#### Listed entries:

* * * * * * * * *

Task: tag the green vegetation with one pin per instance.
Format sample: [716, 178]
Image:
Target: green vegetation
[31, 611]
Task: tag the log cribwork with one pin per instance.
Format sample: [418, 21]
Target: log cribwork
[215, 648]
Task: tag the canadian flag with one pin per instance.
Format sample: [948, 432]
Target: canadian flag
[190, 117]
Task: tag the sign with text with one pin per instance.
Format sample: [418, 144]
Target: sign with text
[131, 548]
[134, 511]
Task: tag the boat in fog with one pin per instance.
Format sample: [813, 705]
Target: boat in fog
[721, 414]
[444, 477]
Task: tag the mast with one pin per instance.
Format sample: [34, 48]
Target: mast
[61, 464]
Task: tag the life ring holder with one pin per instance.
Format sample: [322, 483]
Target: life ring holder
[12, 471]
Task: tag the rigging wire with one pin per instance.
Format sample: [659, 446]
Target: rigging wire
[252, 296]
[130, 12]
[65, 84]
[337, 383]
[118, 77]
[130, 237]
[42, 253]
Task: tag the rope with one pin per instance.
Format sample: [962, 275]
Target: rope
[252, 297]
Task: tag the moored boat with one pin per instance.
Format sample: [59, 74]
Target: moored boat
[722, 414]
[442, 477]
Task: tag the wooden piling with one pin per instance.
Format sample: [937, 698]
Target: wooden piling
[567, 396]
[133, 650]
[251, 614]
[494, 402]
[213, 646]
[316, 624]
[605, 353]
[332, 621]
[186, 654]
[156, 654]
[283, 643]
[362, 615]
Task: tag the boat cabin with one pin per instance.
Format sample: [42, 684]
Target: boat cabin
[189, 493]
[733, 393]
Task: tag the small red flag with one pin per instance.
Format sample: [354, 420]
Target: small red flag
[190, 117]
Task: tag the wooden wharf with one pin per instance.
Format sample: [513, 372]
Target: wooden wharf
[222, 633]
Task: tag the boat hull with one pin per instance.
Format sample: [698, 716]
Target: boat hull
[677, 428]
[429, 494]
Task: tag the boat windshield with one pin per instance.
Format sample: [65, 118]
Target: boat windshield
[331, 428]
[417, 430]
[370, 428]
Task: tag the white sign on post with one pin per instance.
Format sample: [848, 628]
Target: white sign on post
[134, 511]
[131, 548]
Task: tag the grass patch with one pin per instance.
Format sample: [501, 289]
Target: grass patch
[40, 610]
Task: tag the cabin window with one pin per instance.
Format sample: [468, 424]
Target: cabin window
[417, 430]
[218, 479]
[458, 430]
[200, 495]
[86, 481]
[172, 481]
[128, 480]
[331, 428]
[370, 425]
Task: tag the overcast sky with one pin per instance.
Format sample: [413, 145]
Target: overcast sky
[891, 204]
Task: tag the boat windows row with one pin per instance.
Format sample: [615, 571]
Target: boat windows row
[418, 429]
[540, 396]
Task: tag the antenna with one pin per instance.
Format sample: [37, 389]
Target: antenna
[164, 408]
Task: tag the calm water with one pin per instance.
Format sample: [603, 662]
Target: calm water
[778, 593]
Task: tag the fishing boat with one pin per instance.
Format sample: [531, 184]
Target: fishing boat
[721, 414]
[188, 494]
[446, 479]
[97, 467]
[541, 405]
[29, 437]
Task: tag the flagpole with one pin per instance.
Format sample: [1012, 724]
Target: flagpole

* * * * * * * * *

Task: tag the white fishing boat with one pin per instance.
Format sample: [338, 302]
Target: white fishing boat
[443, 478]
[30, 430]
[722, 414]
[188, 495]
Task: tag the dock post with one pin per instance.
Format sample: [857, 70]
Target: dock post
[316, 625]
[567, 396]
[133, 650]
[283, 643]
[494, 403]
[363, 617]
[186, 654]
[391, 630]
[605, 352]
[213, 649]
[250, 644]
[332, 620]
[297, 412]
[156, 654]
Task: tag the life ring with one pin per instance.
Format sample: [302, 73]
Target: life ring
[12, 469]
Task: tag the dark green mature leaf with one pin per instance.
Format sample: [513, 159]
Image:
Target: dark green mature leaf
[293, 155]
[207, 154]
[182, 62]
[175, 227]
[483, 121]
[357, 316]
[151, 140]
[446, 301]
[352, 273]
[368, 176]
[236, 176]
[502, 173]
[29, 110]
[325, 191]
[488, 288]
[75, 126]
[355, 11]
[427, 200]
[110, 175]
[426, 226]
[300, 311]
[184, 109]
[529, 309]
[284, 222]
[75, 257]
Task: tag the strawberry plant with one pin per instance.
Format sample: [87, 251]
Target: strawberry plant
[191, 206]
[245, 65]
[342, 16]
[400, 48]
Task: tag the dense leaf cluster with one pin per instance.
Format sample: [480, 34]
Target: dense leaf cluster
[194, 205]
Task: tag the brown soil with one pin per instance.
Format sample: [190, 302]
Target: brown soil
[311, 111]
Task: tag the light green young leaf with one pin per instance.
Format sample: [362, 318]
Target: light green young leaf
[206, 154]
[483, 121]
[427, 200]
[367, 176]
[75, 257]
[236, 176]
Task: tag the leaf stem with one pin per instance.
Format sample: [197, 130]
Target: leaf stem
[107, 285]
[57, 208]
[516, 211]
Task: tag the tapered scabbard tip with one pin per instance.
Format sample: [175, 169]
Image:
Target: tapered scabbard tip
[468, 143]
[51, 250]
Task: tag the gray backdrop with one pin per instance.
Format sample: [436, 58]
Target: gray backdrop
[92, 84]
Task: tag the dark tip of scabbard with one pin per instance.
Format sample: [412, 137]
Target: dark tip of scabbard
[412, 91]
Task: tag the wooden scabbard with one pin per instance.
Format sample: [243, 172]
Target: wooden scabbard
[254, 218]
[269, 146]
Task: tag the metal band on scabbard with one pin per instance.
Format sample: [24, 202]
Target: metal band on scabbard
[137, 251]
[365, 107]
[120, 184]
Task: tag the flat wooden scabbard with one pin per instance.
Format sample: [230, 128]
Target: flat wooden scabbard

* * * * * * * * *

#### Aim of the task:
Copy out the rows from the line containing "Task: tag the metal" down to the line containing "Target: flat wooden scabbard", swapping "scabbard" for "sheath" and changing nothing else.

#### Result of the exercise:
Task: tag the metal band on sheath with one pin per instance.
Format sample: [24, 202]
Target: metal band on sheath
[137, 251]
[365, 107]
[120, 184]
Task: tag the flat wooden sheath with one pin per instance.
Format sample: [230, 128]
Target: flat wooden sheath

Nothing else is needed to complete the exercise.